The Greatest Fans in Pro Football are at their wit's end -- which is not to be confused with the split end or the defensive end. It's getting harder to slip through the supermarket checkout line without someone shouting at me, "When are the Redskins going to bench Brunell?"

I feel their pain. In fact, I've had a Grade 1 migraine ever since Joe Gibbs uttered the words "extremely well" Sunday -- as in: "I thought Mark [Brunell] played extremely well from where I was standing."

This was after his team had been trampled by the Colts 36-22, a score that only hinted at the one-sidedness of the contest. This was after his quarterback disappeared yet again when the game was being decided -- only to resurface in the late going to pad his statistics against a prevent defense. "Extremely well," Joe? Let me tell you what I saw from where I was standing.

I saw the Redskins take a 14-13 halftime lead, half their points courtesy of an 87-yard punt return by Antwaan Randle El.

I saw Peyton Manning -- who did play extremely well -- come out in the third quarter and drive Indianapolis to three straight touchdowns and an insurmountable 33-14 lead.

I saw Brunell, in the same quarter, answer Manning's challenge by completing four of six passes for 22 yards, including a 3-yard dump-off to Ladell Betts on third-and-8 and a 2-yard dump-off to Betts on another third-and-8. If that's playing "extremely well," then it's no wonder so many Redskins fans want a quarterback change.

Through three quarters, No. 8 was 14-for-21 for 120 yards and a touchdown. That was the kind of game he had, for all intents and purposes. The rest (13-for-16 for 106 yards and a last-minute TD) was just window dressing.

══════

» **What you should do**: Write the next part of the column about Mark Brunell and the Redskins' loss to the Colts, starting after its final sentence.

══════

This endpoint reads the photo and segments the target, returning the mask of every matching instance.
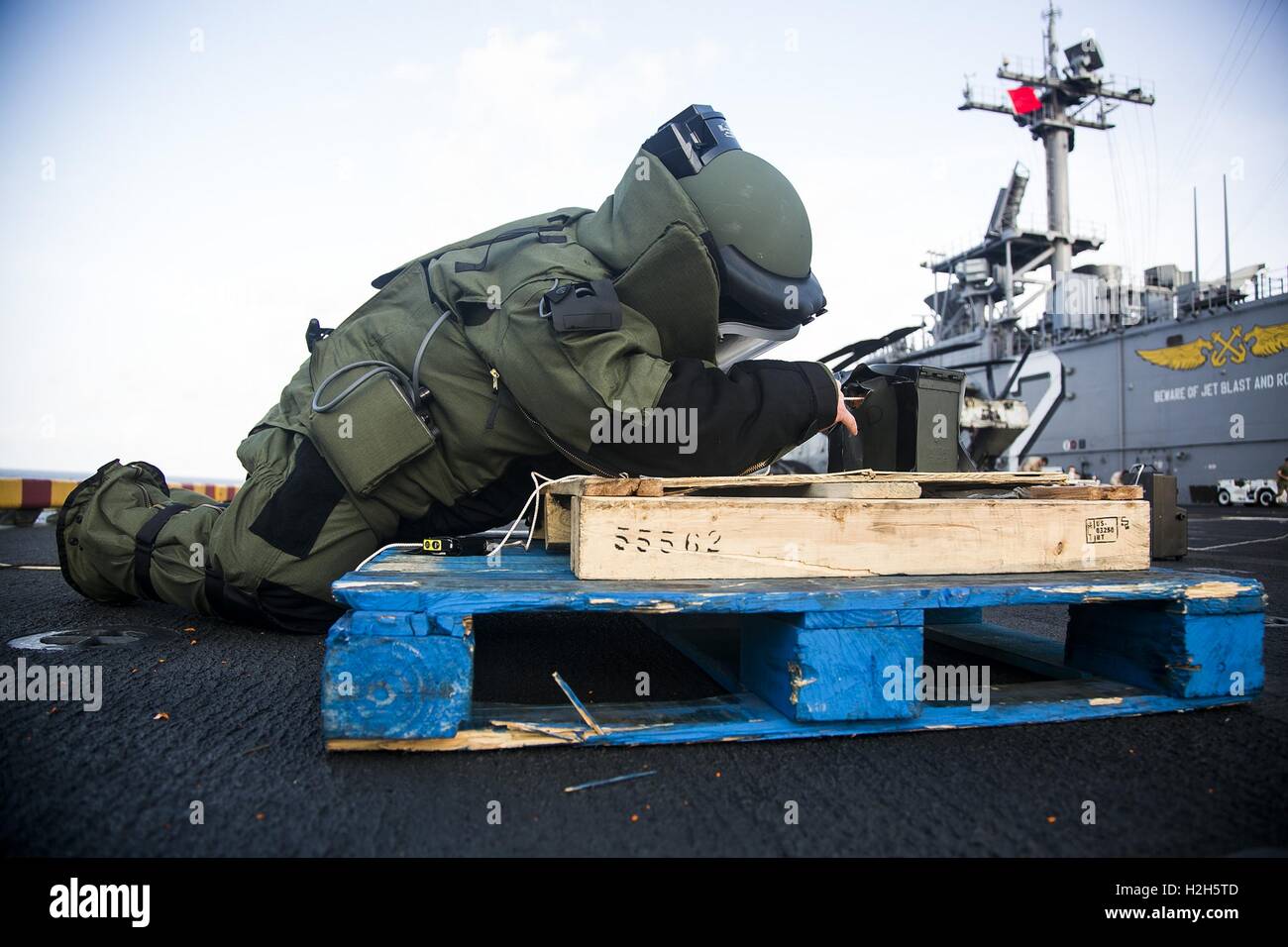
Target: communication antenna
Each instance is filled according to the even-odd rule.
[[[1009,115],[1016,125],[1028,129],[1034,139],[1042,142],[1047,167],[1051,281],[1056,286],[1052,309],[1061,312],[1064,307],[1059,292],[1063,277],[1073,269],[1073,234],[1069,225],[1069,152],[1073,151],[1073,130],[1083,128],[1106,131],[1114,128],[1108,120],[1109,113],[1118,108],[1114,103],[1153,106],[1154,97],[1139,85],[1121,88],[1112,76],[1101,75],[1104,57],[1095,37],[1090,35],[1064,50],[1065,64],[1061,67],[1060,45],[1055,37],[1055,21],[1060,10],[1054,3],[1048,3],[1042,15],[1046,19],[1042,31],[1042,73],[1025,72],[1003,58],[997,77],[1020,82],[1018,88],[1009,90],[1011,107],[975,98],[967,81],[958,110]],[[1086,115],[1092,104],[1095,111]]]

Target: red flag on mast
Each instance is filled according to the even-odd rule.
[[[1042,99],[1038,98],[1037,90],[1027,85],[1007,89],[1006,94],[1011,97],[1011,108],[1015,110],[1016,115],[1028,115],[1042,108]]]

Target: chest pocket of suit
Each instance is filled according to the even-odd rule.
[[[309,438],[350,493],[370,496],[435,441],[428,415],[417,412],[390,375],[363,381],[331,411],[313,411]]]

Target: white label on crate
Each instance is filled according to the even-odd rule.
[[[1092,517],[1087,519],[1087,542],[1117,542],[1118,518]]]

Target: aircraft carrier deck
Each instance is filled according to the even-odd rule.
[[[327,754],[322,639],[160,604],[102,607],[57,571],[0,568],[3,640],[147,626],[50,653],[100,664],[102,710],[0,702],[0,849],[30,856],[1231,856],[1288,849],[1288,517],[1190,508],[1180,568],[1260,579],[1266,687],[1251,705],[944,733],[649,749]],[[48,527],[0,530],[0,562],[57,562]],[[1009,616],[1015,624],[1015,616]],[[1060,636],[1061,618],[1024,624]],[[549,702],[719,688],[629,617],[479,621],[477,693]],[[605,639],[611,647],[605,648]],[[609,658],[603,658],[604,655]],[[37,657],[39,656],[39,657]],[[518,689],[518,693],[516,693]],[[166,714],[169,719],[156,719]],[[565,786],[640,770],[589,791]],[[1097,823],[1079,821],[1095,800]],[[205,823],[189,822],[201,800]],[[491,800],[502,826],[487,825]],[[800,823],[783,823],[784,800]]]

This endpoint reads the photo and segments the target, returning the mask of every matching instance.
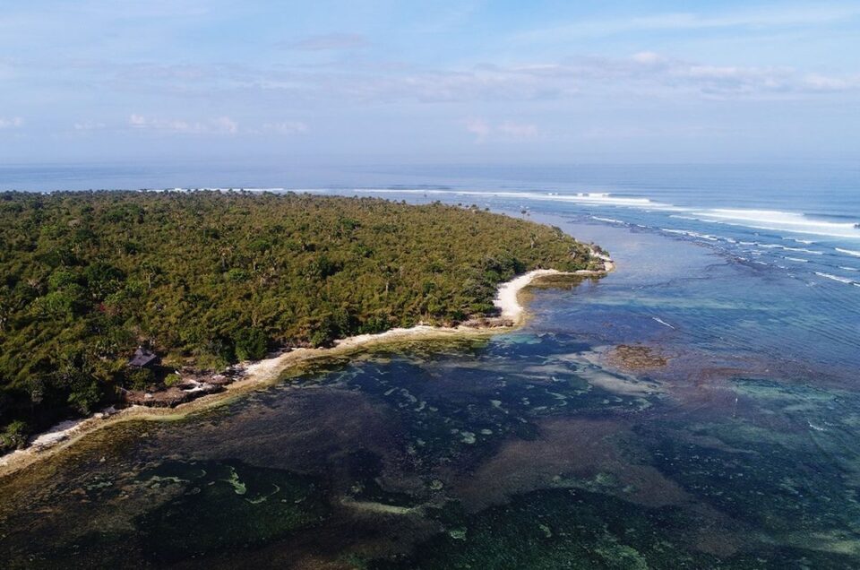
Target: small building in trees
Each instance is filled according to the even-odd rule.
[[[134,351],[134,356],[128,361],[128,366],[135,368],[151,368],[157,367],[160,361],[157,354],[141,347]]]

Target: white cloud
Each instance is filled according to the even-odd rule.
[[[474,134],[476,137],[475,140],[478,142],[483,142],[487,135],[493,132],[493,127],[484,119],[468,118],[464,122],[464,125],[466,126],[466,131]]]
[[[370,42],[361,34],[332,33],[309,36],[298,41],[281,44],[289,49],[303,51],[325,51],[329,49],[355,49],[364,48]]]
[[[128,125],[134,129],[150,129],[189,134],[236,134],[239,132],[239,124],[229,117],[219,117],[207,121],[185,121],[181,119],[150,118],[133,113],[128,117]]]
[[[576,23],[521,32],[515,39],[523,41],[554,42],[574,38],[599,38],[637,31],[692,31],[720,28],[770,29],[828,24],[847,22],[860,16],[858,5],[781,5],[733,13],[664,13],[648,16],[629,16],[583,20]]]
[[[533,139],[538,136],[538,127],[534,125],[505,121],[496,127],[496,131],[515,139]]]
[[[23,125],[24,119],[20,117],[12,117],[9,118],[0,117],[0,129],[16,129]]]
[[[98,131],[107,127],[108,125],[106,124],[98,121],[82,121],[74,124],[75,131]]]
[[[280,133],[281,134],[297,134],[307,132],[307,125],[301,121],[280,121],[277,123],[265,123],[262,130],[270,133]]]
[[[540,131],[535,125],[503,121],[493,125],[482,118],[468,118],[463,121],[466,132],[475,135],[476,142],[484,142],[493,137],[501,141],[523,141],[536,138]]]

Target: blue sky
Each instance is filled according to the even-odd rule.
[[[860,2],[8,0],[0,163],[860,158]]]

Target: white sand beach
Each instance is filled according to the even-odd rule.
[[[605,272],[577,272],[575,274],[599,275],[612,271],[612,262],[605,260]],[[536,279],[546,275],[563,274],[555,269],[537,269],[524,273],[499,286],[494,304],[500,309],[503,321],[513,323],[514,326],[522,324],[525,308],[520,304],[520,292],[530,285]],[[35,437],[30,445],[0,457],[0,477],[23,469],[39,459],[71,445],[89,433],[119,421],[133,419],[171,420],[182,418],[193,411],[219,405],[260,386],[277,381],[281,373],[289,367],[313,358],[348,354],[375,344],[387,342],[438,339],[462,335],[488,335],[509,331],[510,327],[443,327],[418,324],[409,328],[395,328],[376,334],[361,334],[336,341],[333,347],[322,349],[298,348],[274,354],[271,358],[256,362],[243,363],[239,366],[243,371],[241,378],[228,384],[224,392],[209,394],[177,405],[176,408],[150,408],[147,406],[129,406],[119,410],[113,407],[98,412],[90,418],[67,420]]]

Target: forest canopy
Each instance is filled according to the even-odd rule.
[[[557,228],[438,203],[3,193],[0,450],[140,383],[126,366],[140,346],[215,370],[276,346],[489,315],[517,273],[595,263]]]

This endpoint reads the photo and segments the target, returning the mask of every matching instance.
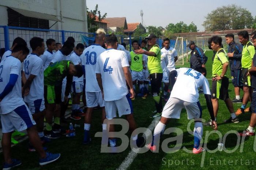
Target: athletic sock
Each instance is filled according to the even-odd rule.
[[[203,124],[202,122],[195,122],[194,128],[194,148],[198,149],[200,145],[200,140],[203,135]]]
[[[246,107],[246,105],[244,105],[243,104],[242,104],[242,106],[241,106],[241,108],[242,108],[244,109],[245,109],[245,108]]]
[[[54,118],[54,123],[59,125],[60,125],[59,117],[56,117]]]
[[[237,117],[236,116],[236,114],[234,113],[230,113],[230,115],[231,116],[231,117],[232,117],[232,118],[233,119],[234,119]]]
[[[88,123],[84,124],[84,130],[86,131],[90,131],[90,128],[91,127],[91,124],[89,124]]]
[[[250,132],[254,132],[254,128],[253,127],[252,127],[251,126],[248,126],[248,128],[247,128],[247,129],[248,129]]]
[[[153,146],[154,143],[155,143],[156,141],[160,139],[160,136],[161,133],[163,133],[163,131],[165,128],[165,125],[162,122],[159,121],[155,128],[153,133],[153,138],[152,142],[151,143],[151,146]]]
[[[52,129],[52,125],[47,122],[46,123],[45,126],[46,126],[46,130],[47,131],[51,131]]]
[[[236,96],[236,99],[237,100],[240,100],[240,96],[239,95]]]
[[[39,136],[39,137],[43,137],[44,136],[45,136],[44,134],[44,132],[37,132],[37,133],[38,134],[38,136]]]

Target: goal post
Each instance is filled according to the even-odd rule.
[[[188,61],[188,49],[187,45],[188,44],[188,39],[185,37],[177,37],[175,42],[174,48],[178,54],[178,60],[175,63],[176,65],[184,65],[184,59],[187,58],[187,62]]]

══════

» **Reply**:
Brunell, alas, leads the NFL in window dressing. His passer rating tells you that. It's currently 90.4, which puts him 11th in the league -- ahead of, among others, Tom Brady (86.9) and Matt Hasselbeck (82.8). Does anyone seriously think Brunell has been playing better than Brady and Hasselbeck?

But that's the thing about the passer rating. It tells you how a quarterback is doing statistically, but it doesn't tell you when and where he's doing it. An 11-yard screen pass to Clinton Portis on third-and-13 -- the first throw Brunell made Sunday -- counts the same as an 11-yard completion to the 1-yard line in a tie game with two minutes left. Which would you rather have?

Using a formula to determine the best passers in pro football is as dubious as using a formula to determine the best "all-around" players in golf. Have you checked the latter list lately? Tiger Woods is No. 1 -- no argument there -- and No. 2, with zero victories and just three top 10s in 21 tournaments, is ... Robert Allenby.